(Saved entries)
────

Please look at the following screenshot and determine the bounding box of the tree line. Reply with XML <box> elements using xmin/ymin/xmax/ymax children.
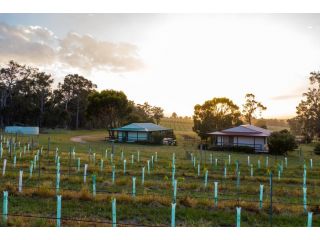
<box><xmin>288</xmin><ymin>72</ymin><xmax>320</xmax><ymax>143</ymax></box>
<box><xmin>192</xmin><ymin>93</ymin><xmax>267</xmax><ymax>139</ymax></box>
<box><xmin>0</xmin><ymin>61</ymin><xmax>164</xmax><ymax>130</ymax></box>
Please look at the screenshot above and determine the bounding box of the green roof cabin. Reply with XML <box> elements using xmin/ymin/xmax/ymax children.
<box><xmin>112</xmin><ymin>123</ymin><xmax>173</xmax><ymax>143</ymax></box>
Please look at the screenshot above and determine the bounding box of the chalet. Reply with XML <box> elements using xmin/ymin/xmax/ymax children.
<box><xmin>207</xmin><ymin>124</ymin><xmax>271</xmax><ymax>152</ymax></box>
<box><xmin>112</xmin><ymin>123</ymin><xmax>173</xmax><ymax>143</ymax></box>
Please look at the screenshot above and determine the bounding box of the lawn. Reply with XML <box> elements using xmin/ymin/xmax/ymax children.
<box><xmin>0</xmin><ymin>120</ymin><xmax>318</xmax><ymax>227</ymax></box>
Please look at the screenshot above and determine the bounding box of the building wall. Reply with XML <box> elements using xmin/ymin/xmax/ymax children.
<box><xmin>118</xmin><ymin>131</ymin><xmax>123</xmax><ymax>142</ymax></box>
<box><xmin>5</xmin><ymin>126</ymin><xmax>39</xmax><ymax>135</ymax></box>
<box><xmin>128</xmin><ymin>132</ymin><xmax>148</xmax><ymax>142</ymax></box>
<box><xmin>118</xmin><ymin>131</ymin><xmax>148</xmax><ymax>142</ymax></box>
<box><xmin>216</xmin><ymin>135</ymin><xmax>266</xmax><ymax>150</ymax></box>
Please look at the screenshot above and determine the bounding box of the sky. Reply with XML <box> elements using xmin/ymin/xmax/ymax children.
<box><xmin>0</xmin><ymin>13</ymin><xmax>320</xmax><ymax>118</ymax></box>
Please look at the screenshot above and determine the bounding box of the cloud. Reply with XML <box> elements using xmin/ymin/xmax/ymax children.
<box><xmin>0</xmin><ymin>22</ymin><xmax>144</xmax><ymax>72</ymax></box>
<box><xmin>58</xmin><ymin>32</ymin><xmax>144</xmax><ymax>72</ymax></box>
<box><xmin>271</xmin><ymin>93</ymin><xmax>302</xmax><ymax>100</ymax></box>
<box><xmin>0</xmin><ymin>22</ymin><xmax>56</xmax><ymax>64</ymax></box>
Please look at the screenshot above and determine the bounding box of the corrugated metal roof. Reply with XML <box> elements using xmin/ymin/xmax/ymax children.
<box><xmin>113</xmin><ymin>123</ymin><xmax>171</xmax><ymax>132</ymax></box>
<box><xmin>208</xmin><ymin>124</ymin><xmax>271</xmax><ymax>137</ymax></box>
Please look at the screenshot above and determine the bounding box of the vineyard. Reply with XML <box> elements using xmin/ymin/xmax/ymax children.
<box><xmin>0</xmin><ymin>128</ymin><xmax>318</xmax><ymax>227</ymax></box>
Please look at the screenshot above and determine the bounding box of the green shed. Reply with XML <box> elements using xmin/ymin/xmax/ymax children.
<box><xmin>112</xmin><ymin>123</ymin><xmax>173</xmax><ymax>143</ymax></box>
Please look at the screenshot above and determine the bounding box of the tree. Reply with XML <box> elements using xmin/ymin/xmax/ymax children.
<box><xmin>268</xmin><ymin>129</ymin><xmax>297</xmax><ymax>155</ymax></box>
<box><xmin>58</xmin><ymin>74</ymin><xmax>96</xmax><ymax>129</ymax></box>
<box><xmin>29</xmin><ymin>72</ymin><xmax>54</xmax><ymax>127</ymax></box>
<box><xmin>192</xmin><ymin>97</ymin><xmax>243</xmax><ymax>140</ymax></box>
<box><xmin>152</xmin><ymin>106</ymin><xmax>164</xmax><ymax>124</ymax></box>
<box><xmin>87</xmin><ymin>90</ymin><xmax>131</xmax><ymax>133</ymax></box>
<box><xmin>287</xmin><ymin>117</ymin><xmax>303</xmax><ymax>136</ymax></box>
<box><xmin>0</xmin><ymin>61</ymin><xmax>35</xmax><ymax>126</ymax></box>
<box><xmin>171</xmin><ymin>112</ymin><xmax>178</xmax><ymax>118</ymax></box>
<box><xmin>242</xmin><ymin>93</ymin><xmax>267</xmax><ymax>125</ymax></box>
<box><xmin>295</xmin><ymin>72</ymin><xmax>320</xmax><ymax>141</ymax></box>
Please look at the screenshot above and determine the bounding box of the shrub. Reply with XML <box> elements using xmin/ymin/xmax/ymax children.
<box><xmin>314</xmin><ymin>143</ymin><xmax>320</xmax><ymax>155</ymax></box>
<box><xmin>268</xmin><ymin>129</ymin><xmax>297</xmax><ymax>155</ymax></box>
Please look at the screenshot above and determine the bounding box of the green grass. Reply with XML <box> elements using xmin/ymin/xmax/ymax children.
<box><xmin>0</xmin><ymin>119</ymin><xmax>318</xmax><ymax>227</ymax></box>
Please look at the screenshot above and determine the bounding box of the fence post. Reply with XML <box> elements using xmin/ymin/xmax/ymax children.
<box><xmin>123</xmin><ymin>159</ymin><xmax>126</xmax><ymax>175</ymax></box>
<box><xmin>172</xmin><ymin>164</ymin><xmax>175</xmax><ymax>187</ymax></box>
<box><xmin>29</xmin><ymin>161</ymin><xmax>33</xmax><ymax>178</ymax></box>
<box><xmin>171</xmin><ymin>203</ymin><xmax>176</xmax><ymax>227</ymax></box>
<box><xmin>303</xmin><ymin>168</ymin><xmax>307</xmax><ymax>187</ymax></box>
<box><xmin>214</xmin><ymin>181</ymin><xmax>218</xmax><ymax>207</ymax></box>
<box><xmin>307</xmin><ymin>212</ymin><xmax>313</xmax><ymax>227</ymax></box>
<box><xmin>56</xmin><ymin>163</ymin><xmax>60</xmax><ymax>194</ymax></box>
<box><xmin>100</xmin><ymin>159</ymin><xmax>104</xmax><ymax>172</ymax></box>
<box><xmin>2</xmin><ymin>191</ymin><xmax>8</xmax><ymax>224</ymax></box>
<box><xmin>56</xmin><ymin>195</ymin><xmax>62</xmax><ymax>227</ymax></box>
<box><xmin>269</xmin><ymin>172</ymin><xmax>273</xmax><ymax>226</ymax></box>
<box><xmin>112</xmin><ymin>198</ymin><xmax>116</xmax><ymax>227</ymax></box>
<box><xmin>142</xmin><ymin>167</ymin><xmax>145</xmax><ymax>185</ymax></box>
<box><xmin>204</xmin><ymin>170</ymin><xmax>208</xmax><ymax>188</ymax></box>
<box><xmin>132</xmin><ymin>177</ymin><xmax>136</xmax><ymax>197</ymax></box>
<box><xmin>147</xmin><ymin>160</ymin><xmax>150</xmax><ymax>174</ymax></box>
<box><xmin>259</xmin><ymin>184</ymin><xmax>264</xmax><ymax>209</ymax></box>
<box><xmin>92</xmin><ymin>175</ymin><xmax>96</xmax><ymax>198</ymax></box>
<box><xmin>236</xmin><ymin>207</ymin><xmax>241</xmax><ymax>227</ymax></box>
<box><xmin>13</xmin><ymin>155</ymin><xmax>16</xmax><ymax>168</ymax></box>
<box><xmin>197</xmin><ymin>163</ymin><xmax>200</xmax><ymax>177</ymax></box>
<box><xmin>151</xmin><ymin>155</ymin><xmax>154</xmax><ymax>168</ymax></box>
<box><xmin>173</xmin><ymin>179</ymin><xmax>177</xmax><ymax>203</ymax></box>
<box><xmin>285</xmin><ymin>157</ymin><xmax>288</xmax><ymax>168</ymax></box>
<box><xmin>172</xmin><ymin>153</ymin><xmax>175</xmax><ymax>166</ymax></box>
<box><xmin>236</xmin><ymin>160</ymin><xmax>239</xmax><ymax>172</ymax></box>
<box><xmin>303</xmin><ymin>186</ymin><xmax>307</xmax><ymax>212</ymax></box>
<box><xmin>110</xmin><ymin>153</ymin><xmax>114</xmax><ymax>164</ymax></box>
<box><xmin>18</xmin><ymin>170</ymin><xmax>23</xmax><ymax>193</ymax></box>
<box><xmin>2</xmin><ymin>159</ymin><xmax>6</xmax><ymax>176</ymax></box>
<box><xmin>236</xmin><ymin>171</ymin><xmax>240</xmax><ymax>190</ymax></box>
<box><xmin>83</xmin><ymin>164</ymin><xmax>88</xmax><ymax>184</ymax></box>
<box><xmin>112</xmin><ymin>165</ymin><xmax>115</xmax><ymax>184</ymax></box>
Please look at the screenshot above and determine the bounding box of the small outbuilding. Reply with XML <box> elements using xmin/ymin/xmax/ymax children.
<box><xmin>207</xmin><ymin>124</ymin><xmax>271</xmax><ymax>152</ymax></box>
<box><xmin>112</xmin><ymin>123</ymin><xmax>173</xmax><ymax>143</ymax></box>
<box><xmin>5</xmin><ymin>126</ymin><xmax>39</xmax><ymax>135</ymax></box>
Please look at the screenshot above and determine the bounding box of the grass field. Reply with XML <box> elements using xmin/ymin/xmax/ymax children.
<box><xmin>0</xmin><ymin>119</ymin><xmax>318</xmax><ymax>227</ymax></box>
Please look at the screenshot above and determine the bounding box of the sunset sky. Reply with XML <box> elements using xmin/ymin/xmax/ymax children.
<box><xmin>1</xmin><ymin>13</ymin><xmax>320</xmax><ymax>118</ymax></box>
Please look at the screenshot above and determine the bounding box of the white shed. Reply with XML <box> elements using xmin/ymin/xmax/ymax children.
<box><xmin>207</xmin><ymin>125</ymin><xmax>271</xmax><ymax>152</ymax></box>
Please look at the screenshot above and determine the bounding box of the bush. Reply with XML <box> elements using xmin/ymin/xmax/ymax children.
<box><xmin>314</xmin><ymin>143</ymin><xmax>320</xmax><ymax>155</ymax></box>
<box><xmin>268</xmin><ymin>129</ymin><xmax>297</xmax><ymax>155</ymax></box>
<box><xmin>208</xmin><ymin>145</ymin><xmax>255</xmax><ymax>154</ymax></box>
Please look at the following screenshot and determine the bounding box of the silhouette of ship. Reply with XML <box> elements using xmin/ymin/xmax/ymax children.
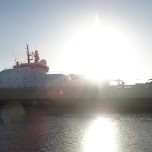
<box><xmin>0</xmin><ymin>45</ymin><xmax>96</xmax><ymax>105</ymax></box>
<box><xmin>1</xmin><ymin>45</ymin><xmax>152</xmax><ymax>109</ymax></box>
<box><xmin>97</xmin><ymin>79</ymin><xmax>152</xmax><ymax>109</ymax></box>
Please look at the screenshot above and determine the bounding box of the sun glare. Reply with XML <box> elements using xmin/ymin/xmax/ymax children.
<box><xmin>64</xmin><ymin>15</ymin><xmax>140</xmax><ymax>82</ymax></box>
<box><xmin>83</xmin><ymin>117</ymin><xmax>117</xmax><ymax>152</ymax></box>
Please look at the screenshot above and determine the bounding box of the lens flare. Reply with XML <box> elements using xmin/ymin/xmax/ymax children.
<box><xmin>59</xmin><ymin>89</ymin><xmax>64</xmax><ymax>95</ymax></box>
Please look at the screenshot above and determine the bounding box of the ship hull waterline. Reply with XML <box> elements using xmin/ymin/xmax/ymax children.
<box><xmin>1</xmin><ymin>87</ymin><xmax>152</xmax><ymax>110</ymax></box>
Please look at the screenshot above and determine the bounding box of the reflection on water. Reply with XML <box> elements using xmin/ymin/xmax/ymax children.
<box><xmin>84</xmin><ymin>117</ymin><xmax>117</xmax><ymax>152</ymax></box>
<box><xmin>0</xmin><ymin>103</ymin><xmax>25</xmax><ymax>124</ymax></box>
<box><xmin>1</xmin><ymin>105</ymin><xmax>152</xmax><ymax>152</ymax></box>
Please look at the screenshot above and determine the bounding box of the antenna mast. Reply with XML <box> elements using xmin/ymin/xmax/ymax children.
<box><xmin>26</xmin><ymin>45</ymin><xmax>33</xmax><ymax>63</ymax></box>
<box><xmin>27</xmin><ymin>45</ymin><xmax>30</xmax><ymax>63</ymax></box>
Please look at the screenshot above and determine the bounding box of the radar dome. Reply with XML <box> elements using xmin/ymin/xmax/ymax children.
<box><xmin>39</xmin><ymin>59</ymin><xmax>47</xmax><ymax>65</ymax></box>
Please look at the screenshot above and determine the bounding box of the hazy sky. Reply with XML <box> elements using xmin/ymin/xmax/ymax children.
<box><xmin>1</xmin><ymin>0</ymin><xmax>152</xmax><ymax>82</ymax></box>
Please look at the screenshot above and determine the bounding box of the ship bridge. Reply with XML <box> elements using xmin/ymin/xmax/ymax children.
<box><xmin>13</xmin><ymin>62</ymin><xmax>49</xmax><ymax>72</ymax></box>
<box><xmin>13</xmin><ymin>45</ymin><xmax>49</xmax><ymax>73</ymax></box>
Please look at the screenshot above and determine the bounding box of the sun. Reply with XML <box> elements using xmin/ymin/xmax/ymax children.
<box><xmin>64</xmin><ymin>16</ymin><xmax>139</xmax><ymax>82</ymax></box>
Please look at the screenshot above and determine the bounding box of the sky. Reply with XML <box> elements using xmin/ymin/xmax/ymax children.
<box><xmin>1</xmin><ymin>0</ymin><xmax>152</xmax><ymax>83</ymax></box>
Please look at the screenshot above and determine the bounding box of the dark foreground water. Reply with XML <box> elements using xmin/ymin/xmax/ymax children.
<box><xmin>1</xmin><ymin>103</ymin><xmax>152</xmax><ymax>152</ymax></box>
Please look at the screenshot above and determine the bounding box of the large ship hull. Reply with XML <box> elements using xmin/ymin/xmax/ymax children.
<box><xmin>1</xmin><ymin>85</ymin><xmax>152</xmax><ymax>110</ymax></box>
<box><xmin>0</xmin><ymin>85</ymin><xmax>97</xmax><ymax>105</ymax></box>
<box><xmin>96</xmin><ymin>86</ymin><xmax>152</xmax><ymax>110</ymax></box>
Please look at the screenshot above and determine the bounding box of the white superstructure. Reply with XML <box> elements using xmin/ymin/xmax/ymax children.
<box><xmin>0</xmin><ymin>45</ymin><xmax>72</xmax><ymax>88</ymax></box>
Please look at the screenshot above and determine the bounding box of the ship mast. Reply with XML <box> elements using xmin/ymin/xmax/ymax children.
<box><xmin>27</xmin><ymin>45</ymin><xmax>30</xmax><ymax>63</ymax></box>
<box><xmin>26</xmin><ymin>45</ymin><xmax>33</xmax><ymax>63</ymax></box>
<box><xmin>34</xmin><ymin>50</ymin><xmax>40</xmax><ymax>63</ymax></box>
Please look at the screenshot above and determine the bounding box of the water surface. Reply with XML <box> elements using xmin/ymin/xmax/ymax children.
<box><xmin>0</xmin><ymin>104</ymin><xmax>152</xmax><ymax>152</ymax></box>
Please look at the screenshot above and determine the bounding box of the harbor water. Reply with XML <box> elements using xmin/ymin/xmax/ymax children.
<box><xmin>0</xmin><ymin>103</ymin><xmax>152</xmax><ymax>152</ymax></box>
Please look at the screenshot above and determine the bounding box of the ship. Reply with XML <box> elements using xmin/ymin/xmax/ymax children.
<box><xmin>1</xmin><ymin>45</ymin><xmax>152</xmax><ymax>109</ymax></box>
<box><xmin>97</xmin><ymin>79</ymin><xmax>152</xmax><ymax>109</ymax></box>
<box><xmin>0</xmin><ymin>45</ymin><xmax>97</xmax><ymax>105</ymax></box>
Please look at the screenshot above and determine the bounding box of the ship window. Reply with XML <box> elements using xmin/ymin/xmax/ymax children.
<box><xmin>8</xmin><ymin>71</ymin><xmax>10</xmax><ymax>73</ymax></box>
<box><xmin>24</xmin><ymin>78</ymin><xmax>26</xmax><ymax>80</ymax></box>
<box><xmin>17</xmin><ymin>71</ymin><xmax>19</xmax><ymax>73</ymax></box>
<box><xmin>26</xmin><ymin>70</ymin><xmax>27</xmax><ymax>72</ymax></box>
<box><xmin>8</xmin><ymin>78</ymin><xmax>10</xmax><ymax>80</ymax></box>
<box><xmin>45</xmin><ymin>77</ymin><xmax>47</xmax><ymax>79</ymax></box>
<box><xmin>24</xmin><ymin>85</ymin><xmax>26</xmax><ymax>87</ymax></box>
<box><xmin>35</xmin><ymin>85</ymin><xmax>36</xmax><ymax>87</ymax></box>
<box><xmin>17</xmin><ymin>78</ymin><xmax>18</xmax><ymax>80</ymax></box>
<box><xmin>31</xmin><ymin>67</ymin><xmax>35</xmax><ymax>69</ymax></box>
<box><xmin>34</xmin><ymin>77</ymin><xmax>36</xmax><ymax>79</ymax></box>
<box><xmin>10</xmin><ymin>85</ymin><xmax>11</xmax><ymax>88</ymax></box>
<box><xmin>18</xmin><ymin>85</ymin><xmax>20</xmax><ymax>87</ymax></box>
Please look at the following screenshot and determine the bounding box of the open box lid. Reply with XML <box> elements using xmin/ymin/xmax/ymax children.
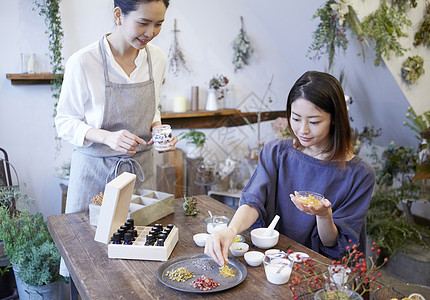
<box><xmin>94</xmin><ymin>172</ymin><xmax>136</xmax><ymax>245</ymax></box>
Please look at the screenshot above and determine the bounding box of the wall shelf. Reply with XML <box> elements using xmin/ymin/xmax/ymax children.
<box><xmin>161</xmin><ymin>109</ymin><xmax>285</xmax><ymax>129</ymax></box>
<box><xmin>6</xmin><ymin>73</ymin><xmax>62</xmax><ymax>85</ymax></box>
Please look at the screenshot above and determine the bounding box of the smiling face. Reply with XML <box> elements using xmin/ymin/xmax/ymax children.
<box><xmin>117</xmin><ymin>1</ymin><xmax>166</xmax><ymax>50</ymax></box>
<box><xmin>290</xmin><ymin>97</ymin><xmax>332</xmax><ymax>152</ymax></box>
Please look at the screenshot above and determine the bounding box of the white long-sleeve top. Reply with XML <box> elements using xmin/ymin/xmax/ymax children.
<box><xmin>55</xmin><ymin>36</ymin><xmax>166</xmax><ymax>147</ymax></box>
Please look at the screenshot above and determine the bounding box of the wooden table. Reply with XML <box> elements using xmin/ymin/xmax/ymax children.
<box><xmin>47</xmin><ymin>195</ymin><xmax>330</xmax><ymax>299</ymax></box>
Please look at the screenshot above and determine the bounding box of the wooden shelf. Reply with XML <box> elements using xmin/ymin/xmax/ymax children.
<box><xmin>161</xmin><ymin>109</ymin><xmax>285</xmax><ymax>129</ymax></box>
<box><xmin>6</xmin><ymin>73</ymin><xmax>62</xmax><ymax>85</ymax></box>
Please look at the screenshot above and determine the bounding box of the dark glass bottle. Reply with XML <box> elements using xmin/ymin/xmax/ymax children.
<box><xmin>156</xmin><ymin>238</ymin><xmax>164</xmax><ymax>246</ymax></box>
<box><xmin>112</xmin><ymin>232</ymin><xmax>122</xmax><ymax>244</ymax></box>
<box><xmin>127</xmin><ymin>219</ymin><xmax>135</xmax><ymax>229</ymax></box>
<box><xmin>127</xmin><ymin>230</ymin><xmax>135</xmax><ymax>241</ymax></box>
<box><xmin>117</xmin><ymin>228</ymin><xmax>126</xmax><ymax>240</ymax></box>
<box><xmin>124</xmin><ymin>233</ymin><xmax>133</xmax><ymax>245</ymax></box>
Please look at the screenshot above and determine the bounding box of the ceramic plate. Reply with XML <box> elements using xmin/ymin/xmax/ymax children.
<box><xmin>288</xmin><ymin>252</ymin><xmax>310</xmax><ymax>263</ymax></box>
<box><xmin>157</xmin><ymin>253</ymin><xmax>247</xmax><ymax>293</ymax></box>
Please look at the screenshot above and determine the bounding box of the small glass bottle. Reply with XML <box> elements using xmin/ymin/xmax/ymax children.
<box><xmin>124</xmin><ymin>233</ymin><xmax>133</xmax><ymax>245</ymax></box>
<box><xmin>156</xmin><ymin>238</ymin><xmax>165</xmax><ymax>246</ymax></box>
<box><xmin>127</xmin><ymin>219</ymin><xmax>135</xmax><ymax>229</ymax></box>
<box><xmin>127</xmin><ymin>230</ymin><xmax>136</xmax><ymax>241</ymax></box>
<box><xmin>117</xmin><ymin>228</ymin><xmax>126</xmax><ymax>240</ymax></box>
<box><xmin>112</xmin><ymin>232</ymin><xmax>122</xmax><ymax>244</ymax></box>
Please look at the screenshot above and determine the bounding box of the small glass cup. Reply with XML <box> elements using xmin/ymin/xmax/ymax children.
<box><xmin>205</xmin><ymin>215</ymin><xmax>230</xmax><ymax>234</ymax></box>
<box><xmin>263</xmin><ymin>255</ymin><xmax>292</xmax><ymax>285</ymax></box>
<box><xmin>152</xmin><ymin>125</ymin><xmax>173</xmax><ymax>152</ymax></box>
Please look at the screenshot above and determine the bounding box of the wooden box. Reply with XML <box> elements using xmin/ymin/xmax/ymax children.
<box><xmin>94</xmin><ymin>172</ymin><xmax>178</xmax><ymax>261</ymax></box>
<box><xmin>89</xmin><ymin>187</ymin><xmax>174</xmax><ymax>227</ymax></box>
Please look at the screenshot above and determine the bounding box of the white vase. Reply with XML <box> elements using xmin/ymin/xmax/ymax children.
<box><xmin>186</xmin><ymin>142</ymin><xmax>203</xmax><ymax>158</ymax></box>
<box><xmin>205</xmin><ymin>88</ymin><xmax>218</xmax><ymax>111</ymax></box>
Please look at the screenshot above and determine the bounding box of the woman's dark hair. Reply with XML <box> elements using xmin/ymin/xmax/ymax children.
<box><xmin>114</xmin><ymin>0</ymin><xmax>170</xmax><ymax>16</ymax></box>
<box><xmin>286</xmin><ymin>71</ymin><xmax>353</xmax><ymax>164</ymax></box>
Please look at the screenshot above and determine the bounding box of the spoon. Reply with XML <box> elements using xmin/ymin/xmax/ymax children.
<box><xmin>276</xmin><ymin>264</ymin><xmax>287</xmax><ymax>274</ymax></box>
<box><xmin>208</xmin><ymin>210</ymin><xmax>214</xmax><ymax>223</ymax></box>
<box><xmin>264</xmin><ymin>215</ymin><xmax>280</xmax><ymax>237</ymax></box>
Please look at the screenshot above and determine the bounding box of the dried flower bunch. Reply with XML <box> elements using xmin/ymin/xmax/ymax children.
<box><xmin>272</xmin><ymin>117</ymin><xmax>293</xmax><ymax>139</ymax></box>
<box><xmin>232</xmin><ymin>16</ymin><xmax>253</xmax><ymax>72</ymax></box>
<box><xmin>401</xmin><ymin>56</ymin><xmax>425</xmax><ymax>84</ymax></box>
<box><xmin>208</xmin><ymin>74</ymin><xmax>229</xmax><ymax>90</ymax></box>
<box><xmin>289</xmin><ymin>240</ymin><xmax>388</xmax><ymax>299</ymax></box>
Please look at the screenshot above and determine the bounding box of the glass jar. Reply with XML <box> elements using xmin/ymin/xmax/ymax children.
<box><xmin>196</xmin><ymin>161</ymin><xmax>215</xmax><ymax>185</ymax></box>
<box><xmin>152</xmin><ymin>125</ymin><xmax>173</xmax><ymax>151</ymax></box>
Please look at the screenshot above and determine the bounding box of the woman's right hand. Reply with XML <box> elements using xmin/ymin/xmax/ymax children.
<box><xmin>204</xmin><ymin>227</ymin><xmax>237</xmax><ymax>266</ymax></box>
<box><xmin>104</xmin><ymin>129</ymin><xmax>146</xmax><ymax>154</ymax></box>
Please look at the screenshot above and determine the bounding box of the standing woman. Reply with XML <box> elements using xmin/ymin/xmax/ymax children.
<box><xmin>55</xmin><ymin>0</ymin><xmax>176</xmax><ymax>214</ymax></box>
<box><xmin>205</xmin><ymin>71</ymin><xmax>375</xmax><ymax>265</ymax></box>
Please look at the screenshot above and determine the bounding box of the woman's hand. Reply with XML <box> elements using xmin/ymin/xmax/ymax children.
<box><xmin>105</xmin><ymin>130</ymin><xmax>146</xmax><ymax>154</ymax></box>
<box><xmin>204</xmin><ymin>228</ymin><xmax>236</xmax><ymax>266</ymax></box>
<box><xmin>289</xmin><ymin>191</ymin><xmax>332</xmax><ymax>217</ymax></box>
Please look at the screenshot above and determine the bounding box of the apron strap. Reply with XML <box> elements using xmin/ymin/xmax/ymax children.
<box><xmin>99</xmin><ymin>37</ymin><xmax>110</xmax><ymax>85</ymax></box>
<box><xmin>106</xmin><ymin>157</ymin><xmax>145</xmax><ymax>184</ymax></box>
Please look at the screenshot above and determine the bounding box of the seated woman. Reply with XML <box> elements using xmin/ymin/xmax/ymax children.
<box><xmin>205</xmin><ymin>71</ymin><xmax>375</xmax><ymax>265</ymax></box>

────

* _WORK ITEM_
Only the lines from the one that holds "of the seated" through the end of the records should appear in the answer, each restated exactly.

* _REPLY_
Please look at the screenshot above and determine the bounding box of the seated woman. Reply with XML <box> elements using xmin/ymin/xmax/ymax children.
<box><xmin>205</xmin><ymin>71</ymin><xmax>375</xmax><ymax>265</ymax></box>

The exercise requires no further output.